── Data provided ──
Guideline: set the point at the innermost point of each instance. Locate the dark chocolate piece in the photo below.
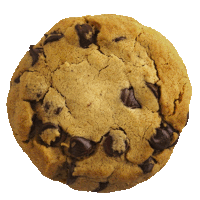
(59, 139)
(86, 35)
(80, 147)
(47, 106)
(17, 80)
(147, 165)
(35, 128)
(108, 147)
(163, 137)
(128, 98)
(34, 53)
(102, 186)
(70, 178)
(54, 36)
(119, 39)
(58, 110)
(154, 88)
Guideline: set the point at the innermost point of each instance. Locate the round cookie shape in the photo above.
(99, 102)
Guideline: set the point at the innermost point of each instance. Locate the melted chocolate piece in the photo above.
(54, 36)
(119, 39)
(163, 137)
(80, 147)
(147, 165)
(58, 110)
(154, 88)
(108, 147)
(128, 98)
(86, 35)
(35, 128)
(35, 54)
(47, 106)
(17, 80)
(59, 139)
(102, 186)
(70, 178)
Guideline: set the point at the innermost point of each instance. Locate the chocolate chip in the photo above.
(163, 137)
(119, 39)
(54, 36)
(58, 110)
(70, 178)
(154, 88)
(147, 165)
(46, 106)
(80, 147)
(108, 142)
(86, 35)
(128, 98)
(35, 128)
(102, 186)
(17, 80)
(34, 53)
(59, 139)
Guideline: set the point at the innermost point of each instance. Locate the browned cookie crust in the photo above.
(99, 103)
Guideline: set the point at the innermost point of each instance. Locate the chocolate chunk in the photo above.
(163, 137)
(54, 36)
(70, 178)
(46, 106)
(59, 139)
(17, 80)
(35, 128)
(80, 147)
(154, 88)
(86, 35)
(108, 142)
(119, 39)
(34, 53)
(128, 98)
(102, 186)
(147, 165)
(58, 110)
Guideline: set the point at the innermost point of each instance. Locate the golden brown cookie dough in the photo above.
(99, 102)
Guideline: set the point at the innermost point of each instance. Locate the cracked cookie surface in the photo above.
(99, 102)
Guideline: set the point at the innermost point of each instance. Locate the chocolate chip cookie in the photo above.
(99, 102)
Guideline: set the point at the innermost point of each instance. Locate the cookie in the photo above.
(99, 102)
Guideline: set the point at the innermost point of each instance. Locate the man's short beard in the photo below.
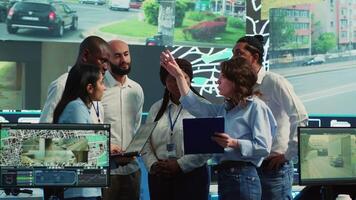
(117, 70)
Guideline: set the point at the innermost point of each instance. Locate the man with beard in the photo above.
(122, 102)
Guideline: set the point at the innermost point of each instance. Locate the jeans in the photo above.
(123, 187)
(277, 184)
(240, 183)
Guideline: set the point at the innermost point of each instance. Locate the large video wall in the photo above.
(311, 43)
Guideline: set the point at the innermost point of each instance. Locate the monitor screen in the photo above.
(327, 155)
(42, 155)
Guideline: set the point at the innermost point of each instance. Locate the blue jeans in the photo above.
(240, 183)
(277, 184)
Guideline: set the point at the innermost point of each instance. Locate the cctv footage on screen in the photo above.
(327, 155)
(72, 158)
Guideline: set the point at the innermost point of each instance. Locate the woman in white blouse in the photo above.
(173, 175)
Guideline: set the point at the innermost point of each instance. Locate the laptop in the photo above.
(138, 141)
(198, 133)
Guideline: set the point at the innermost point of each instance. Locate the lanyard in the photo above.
(171, 122)
(97, 111)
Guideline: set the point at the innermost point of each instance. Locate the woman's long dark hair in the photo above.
(186, 66)
(76, 86)
(240, 73)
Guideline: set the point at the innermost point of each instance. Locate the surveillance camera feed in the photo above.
(327, 155)
(35, 155)
(145, 22)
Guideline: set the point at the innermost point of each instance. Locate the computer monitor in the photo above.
(54, 155)
(327, 155)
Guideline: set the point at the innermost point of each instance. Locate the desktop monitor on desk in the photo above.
(327, 155)
(54, 155)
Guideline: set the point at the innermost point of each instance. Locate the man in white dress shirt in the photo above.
(122, 102)
(276, 172)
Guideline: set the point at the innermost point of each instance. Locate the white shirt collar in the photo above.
(260, 75)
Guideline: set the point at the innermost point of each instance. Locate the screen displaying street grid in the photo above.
(327, 155)
(28, 147)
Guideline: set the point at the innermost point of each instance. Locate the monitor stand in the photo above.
(53, 193)
(326, 192)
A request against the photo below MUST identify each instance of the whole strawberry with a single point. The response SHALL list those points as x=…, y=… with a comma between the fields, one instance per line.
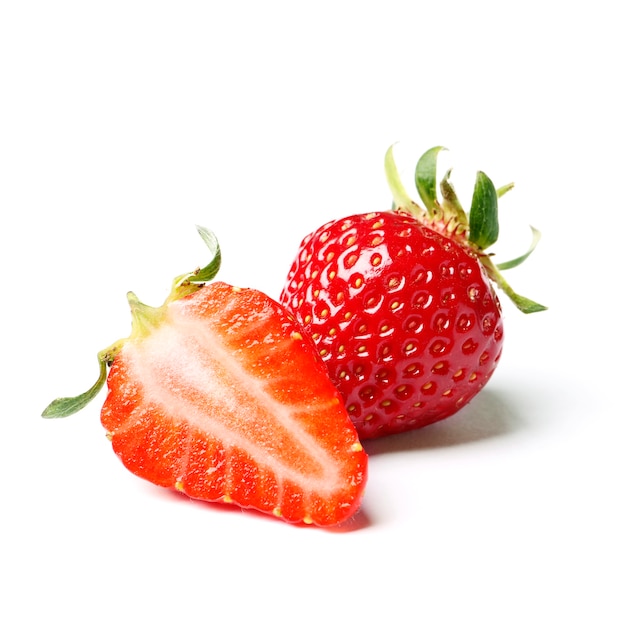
───
Directions - Return every entry word for word, leaving the pictures out.

Exercise answer -
Guideline: set the point at the innermost point of each instance. Locate the dark chocolate piece in the photo below.
(59, 139)
(86, 35)
(80, 147)
(47, 106)
(17, 80)
(147, 165)
(35, 128)
(108, 147)
(163, 137)
(128, 98)
(34, 53)
(102, 186)
(70, 178)
(54, 36)
(119, 39)
(58, 110)
(154, 88)
Guideline: set the point at the innermost point of each instance. Locate the round cookie shape in the photo above.
(99, 102)
Guideline: set the point at the innermost point of each instance. Locate the melted chocolate piece in the photo above.
(54, 36)
(119, 39)
(163, 137)
(80, 147)
(147, 165)
(58, 110)
(154, 88)
(108, 147)
(128, 98)
(86, 35)
(35, 128)
(35, 54)
(47, 106)
(17, 80)
(59, 139)
(102, 186)
(70, 178)
Guideline: set the point at the innermost point of each instance. Locate the chocolate chip in the photo above.
(163, 137)
(119, 39)
(54, 36)
(58, 110)
(70, 178)
(154, 88)
(147, 165)
(46, 106)
(80, 147)
(108, 142)
(86, 35)
(128, 98)
(35, 128)
(102, 186)
(17, 80)
(34, 53)
(59, 139)
Guideline: set the point at the innermost point of each instance. Locate the browned cookie crust in the photo above.
(99, 103)
Guideline: set the point at the innermost point of each instance. Locate the chocolate chunk in the photo above.
(163, 137)
(54, 36)
(70, 178)
(46, 106)
(59, 139)
(17, 80)
(35, 128)
(80, 147)
(154, 88)
(86, 35)
(108, 142)
(119, 39)
(34, 53)
(128, 98)
(102, 186)
(147, 165)
(58, 110)
Guideline: set the point at the innermost point of each instance. Locate the golden brown cookie dough in the photo above.
(99, 102)
Guideline: set the point at the innermost point of each instance. Locate the cracked cookie surface in the photo above.
(99, 102)
Guideline: set the point at the innermost point of each instance. Locate the chocolate chip cookie in the photo above.
(99, 102)
Guideline: set the point at the innermost point of each instance. Locate the cookie in the photo above.
(99, 102)
Guideline: set the point at the innermost point of each instance. Locate the man's short beard in the photo below.
(117, 70)
Guideline: set the point at the innermost point of each instance. Locate the man with beard in the photo above.
(122, 102)
Guideline: set the point at the innermost point of each instance. Locate the jeans in the photo above.
(123, 187)
(277, 184)
(240, 183)
Guideline: set the point at the innermost point of each instance. Locate the large video wall in the photo above.
(311, 43)
Guideline: set the point at the innermost point of each instance. Locate the monitor screen in the photo above.
(327, 155)
(42, 155)
Guideline: set the point at the innermost point of each instance. Locate the blue jeans in the photo above.
(240, 183)
(277, 184)
Guideline: set the point at the innermost point of each instance. Locate the cctv footage on screen in the photo above.
(327, 155)
(72, 158)
Guideline: set the point at the innermost point of each instance. Locate the woman in white blouse in the photo above.
(173, 175)
Guideline: set the point at the innermost point of each instance. Locate the laptop in the photo above.
(138, 141)
(198, 133)
Guideline: set the point at the innermost point of each instance. Locate the lanyard in the photo above.
(171, 122)
(97, 111)
Guideline: set the point at the innermost point of each instance. Locate the woman's long dark hair in the photo above.
(186, 66)
(76, 86)
(240, 73)
Guideline: set the point at the innermost point of each instance. Locate the surveillance camera feed in the photo above.
(327, 155)
(35, 155)
(145, 22)
Guideline: set the point at the innermost point of each instance. Locate the computer monitor in the photo above.
(54, 155)
(327, 155)
Guideline: set the point at the innermost point of each instance. Locate the desktop monitor on desk in the photo above.
(327, 155)
(54, 155)
Guideline: set the point at the innermost point of each instance. Locate the man in white dress shirt in the photo above.
(122, 102)
(276, 172)
Guideline: set the point at the innermost point of each instance. Locate the white shirt collar in the photo above.
(260, 75)
Guideline: set the point at the innermost point of each instance. Locate the screen displaying street grid in the photo above.
(327, 155)
(28, 147)
Guideline: set the point at the innermost point of each instance. Locate the monitor stand in the photo above.
(53, 193)
(326, 192)
A request against the photo below MUST identify each instance of the whole strawberry with a single point. The response SHALL list those points as x=…, y=… with a comma between the fields, one instance per line.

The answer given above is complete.